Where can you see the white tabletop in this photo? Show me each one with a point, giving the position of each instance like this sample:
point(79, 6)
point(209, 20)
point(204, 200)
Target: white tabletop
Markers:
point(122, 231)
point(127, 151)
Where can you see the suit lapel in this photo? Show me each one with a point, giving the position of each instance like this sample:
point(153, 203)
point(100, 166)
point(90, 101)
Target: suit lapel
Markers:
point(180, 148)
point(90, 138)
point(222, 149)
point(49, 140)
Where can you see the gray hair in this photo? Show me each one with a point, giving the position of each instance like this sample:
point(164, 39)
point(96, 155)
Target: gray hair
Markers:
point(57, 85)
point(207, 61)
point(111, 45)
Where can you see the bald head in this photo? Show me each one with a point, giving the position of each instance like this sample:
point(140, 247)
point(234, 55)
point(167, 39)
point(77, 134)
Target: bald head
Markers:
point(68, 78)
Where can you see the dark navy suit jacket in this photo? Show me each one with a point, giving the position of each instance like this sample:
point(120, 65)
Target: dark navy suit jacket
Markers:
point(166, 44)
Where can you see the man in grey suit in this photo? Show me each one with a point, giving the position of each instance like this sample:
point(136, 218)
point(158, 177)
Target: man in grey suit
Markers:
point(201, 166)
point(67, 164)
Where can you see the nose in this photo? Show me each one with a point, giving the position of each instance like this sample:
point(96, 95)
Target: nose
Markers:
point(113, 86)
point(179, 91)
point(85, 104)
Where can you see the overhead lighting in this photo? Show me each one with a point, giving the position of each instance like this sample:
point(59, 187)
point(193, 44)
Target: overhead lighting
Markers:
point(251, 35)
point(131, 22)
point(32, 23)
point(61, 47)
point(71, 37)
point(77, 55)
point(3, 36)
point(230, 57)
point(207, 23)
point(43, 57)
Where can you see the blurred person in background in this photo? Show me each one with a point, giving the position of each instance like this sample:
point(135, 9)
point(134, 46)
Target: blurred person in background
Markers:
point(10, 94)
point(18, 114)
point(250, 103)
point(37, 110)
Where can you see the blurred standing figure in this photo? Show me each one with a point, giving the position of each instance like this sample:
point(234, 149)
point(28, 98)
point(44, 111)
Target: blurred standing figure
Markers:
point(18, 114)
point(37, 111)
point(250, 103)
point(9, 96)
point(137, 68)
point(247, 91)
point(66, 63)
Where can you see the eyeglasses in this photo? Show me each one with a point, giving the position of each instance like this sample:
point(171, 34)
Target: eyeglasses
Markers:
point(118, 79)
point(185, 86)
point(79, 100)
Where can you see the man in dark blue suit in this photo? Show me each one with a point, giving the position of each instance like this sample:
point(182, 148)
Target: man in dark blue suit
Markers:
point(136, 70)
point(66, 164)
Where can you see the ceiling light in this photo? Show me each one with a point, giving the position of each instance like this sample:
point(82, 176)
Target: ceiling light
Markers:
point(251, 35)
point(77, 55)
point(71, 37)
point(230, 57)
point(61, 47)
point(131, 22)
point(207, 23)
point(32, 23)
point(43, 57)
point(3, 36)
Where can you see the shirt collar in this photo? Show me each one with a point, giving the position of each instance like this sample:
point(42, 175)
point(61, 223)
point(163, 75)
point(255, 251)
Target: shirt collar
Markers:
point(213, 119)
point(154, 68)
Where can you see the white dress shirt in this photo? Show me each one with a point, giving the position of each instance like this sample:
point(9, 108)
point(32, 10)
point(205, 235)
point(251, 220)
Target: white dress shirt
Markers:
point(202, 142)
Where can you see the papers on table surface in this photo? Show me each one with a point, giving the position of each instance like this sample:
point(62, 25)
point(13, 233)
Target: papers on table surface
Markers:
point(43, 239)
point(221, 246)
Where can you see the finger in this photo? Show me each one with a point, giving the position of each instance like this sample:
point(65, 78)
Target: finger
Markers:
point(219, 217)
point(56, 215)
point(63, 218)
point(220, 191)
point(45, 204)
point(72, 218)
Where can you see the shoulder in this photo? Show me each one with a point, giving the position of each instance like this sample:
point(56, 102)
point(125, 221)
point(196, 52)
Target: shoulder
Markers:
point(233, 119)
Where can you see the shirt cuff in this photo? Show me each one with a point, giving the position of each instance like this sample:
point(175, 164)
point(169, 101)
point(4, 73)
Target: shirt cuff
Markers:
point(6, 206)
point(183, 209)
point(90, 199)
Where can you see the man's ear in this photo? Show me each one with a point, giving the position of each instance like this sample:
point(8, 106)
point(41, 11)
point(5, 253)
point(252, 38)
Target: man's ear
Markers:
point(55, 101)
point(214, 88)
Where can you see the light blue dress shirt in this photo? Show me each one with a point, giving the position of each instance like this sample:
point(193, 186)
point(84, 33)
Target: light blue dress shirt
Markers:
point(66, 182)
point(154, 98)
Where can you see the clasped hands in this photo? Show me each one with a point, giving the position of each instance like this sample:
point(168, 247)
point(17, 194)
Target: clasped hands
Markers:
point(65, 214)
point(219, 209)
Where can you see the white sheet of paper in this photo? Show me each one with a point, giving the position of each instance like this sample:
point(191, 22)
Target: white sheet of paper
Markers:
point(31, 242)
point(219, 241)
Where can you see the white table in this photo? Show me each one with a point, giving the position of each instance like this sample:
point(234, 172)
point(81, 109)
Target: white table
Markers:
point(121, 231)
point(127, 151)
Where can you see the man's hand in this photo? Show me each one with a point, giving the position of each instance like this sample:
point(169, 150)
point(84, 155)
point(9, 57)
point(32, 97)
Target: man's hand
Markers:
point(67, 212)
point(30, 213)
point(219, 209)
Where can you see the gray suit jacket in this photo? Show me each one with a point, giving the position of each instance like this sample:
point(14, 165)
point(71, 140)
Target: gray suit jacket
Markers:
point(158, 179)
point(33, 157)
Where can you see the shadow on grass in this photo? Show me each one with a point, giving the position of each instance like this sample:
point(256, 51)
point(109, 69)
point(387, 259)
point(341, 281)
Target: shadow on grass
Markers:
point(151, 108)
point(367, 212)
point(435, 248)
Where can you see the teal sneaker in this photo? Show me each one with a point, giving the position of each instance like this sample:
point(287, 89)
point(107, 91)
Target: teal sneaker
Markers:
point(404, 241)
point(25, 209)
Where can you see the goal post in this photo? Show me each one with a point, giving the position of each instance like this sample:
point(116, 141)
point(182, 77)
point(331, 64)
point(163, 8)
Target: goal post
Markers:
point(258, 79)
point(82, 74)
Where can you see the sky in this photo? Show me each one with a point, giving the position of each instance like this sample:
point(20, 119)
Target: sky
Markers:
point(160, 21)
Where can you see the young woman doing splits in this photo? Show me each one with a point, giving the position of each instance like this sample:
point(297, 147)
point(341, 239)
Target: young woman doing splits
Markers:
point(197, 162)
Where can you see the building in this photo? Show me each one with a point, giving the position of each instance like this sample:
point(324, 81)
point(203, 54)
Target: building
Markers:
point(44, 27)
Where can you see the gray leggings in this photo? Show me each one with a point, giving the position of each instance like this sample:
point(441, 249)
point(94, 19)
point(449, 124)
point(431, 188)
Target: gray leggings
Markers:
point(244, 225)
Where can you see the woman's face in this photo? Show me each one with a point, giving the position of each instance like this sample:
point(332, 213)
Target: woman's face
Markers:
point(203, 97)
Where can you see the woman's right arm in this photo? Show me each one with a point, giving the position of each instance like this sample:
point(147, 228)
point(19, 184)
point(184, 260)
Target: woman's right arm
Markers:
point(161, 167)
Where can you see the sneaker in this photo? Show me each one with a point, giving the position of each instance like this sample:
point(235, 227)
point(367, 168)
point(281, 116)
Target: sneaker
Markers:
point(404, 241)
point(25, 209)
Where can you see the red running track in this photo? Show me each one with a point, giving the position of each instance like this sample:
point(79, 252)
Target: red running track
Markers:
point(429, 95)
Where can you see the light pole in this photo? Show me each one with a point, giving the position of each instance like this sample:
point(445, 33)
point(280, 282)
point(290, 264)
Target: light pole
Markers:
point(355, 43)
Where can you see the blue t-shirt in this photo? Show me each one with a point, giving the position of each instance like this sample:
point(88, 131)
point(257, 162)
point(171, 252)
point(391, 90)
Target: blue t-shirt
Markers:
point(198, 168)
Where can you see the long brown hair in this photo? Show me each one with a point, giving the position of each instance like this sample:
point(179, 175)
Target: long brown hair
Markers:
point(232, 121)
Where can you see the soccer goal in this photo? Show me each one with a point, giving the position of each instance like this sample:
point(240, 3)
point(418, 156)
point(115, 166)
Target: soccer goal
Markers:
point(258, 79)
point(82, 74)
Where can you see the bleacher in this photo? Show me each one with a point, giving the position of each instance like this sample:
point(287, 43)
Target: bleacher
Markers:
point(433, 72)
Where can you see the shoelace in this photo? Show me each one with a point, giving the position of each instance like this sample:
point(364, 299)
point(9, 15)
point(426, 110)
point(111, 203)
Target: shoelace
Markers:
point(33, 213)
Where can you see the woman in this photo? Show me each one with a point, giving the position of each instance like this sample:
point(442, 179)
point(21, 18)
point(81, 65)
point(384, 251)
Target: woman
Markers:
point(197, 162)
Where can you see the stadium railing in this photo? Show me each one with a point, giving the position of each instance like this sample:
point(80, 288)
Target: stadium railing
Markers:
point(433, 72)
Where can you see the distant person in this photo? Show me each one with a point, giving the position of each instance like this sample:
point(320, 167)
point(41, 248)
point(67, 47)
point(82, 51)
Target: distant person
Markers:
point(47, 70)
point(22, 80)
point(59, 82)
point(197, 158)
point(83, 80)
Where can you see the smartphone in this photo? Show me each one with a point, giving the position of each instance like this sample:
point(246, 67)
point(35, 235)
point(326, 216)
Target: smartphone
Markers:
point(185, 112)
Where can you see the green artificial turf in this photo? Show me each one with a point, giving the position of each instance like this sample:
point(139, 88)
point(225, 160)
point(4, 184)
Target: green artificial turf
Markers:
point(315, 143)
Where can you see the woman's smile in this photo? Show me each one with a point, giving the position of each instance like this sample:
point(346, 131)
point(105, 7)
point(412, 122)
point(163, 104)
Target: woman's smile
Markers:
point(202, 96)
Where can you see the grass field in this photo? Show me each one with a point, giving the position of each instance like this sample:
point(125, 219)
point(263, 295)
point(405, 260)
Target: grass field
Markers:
══════════
● **TO BE DONE**
Copy the rows above word for word, from the first line through the line that contains "point(111, 45)".

● **FULL SOLUTION**
Where can you see the white tabletop in this photo? Show me each one with a point, giving the position of each instance like this sample:
point(79, 6)
point(209, 20)
point(204, 200)
Target: white tabletop
Markers:
point(122, 231)
point(127, 151)
Where can you see the suit lapel in this photo? Show me each one with a point, giving the position of each instance like this sample:
point(153, 203)
point(100, 166)
point(90, 101)
Target: suit lapel
Markers:
point(180, 148)
point(90, 138)
point(222, 149)
point(49, 140)
Where can you see the gray hair in this photo? Show me each one with a point, giving the position of each instance like this sample:
point(164, 39)
point(96, 155)
Target: gray hair
Markers:
point(57, 85)
point(207, 61)
point(111, 45)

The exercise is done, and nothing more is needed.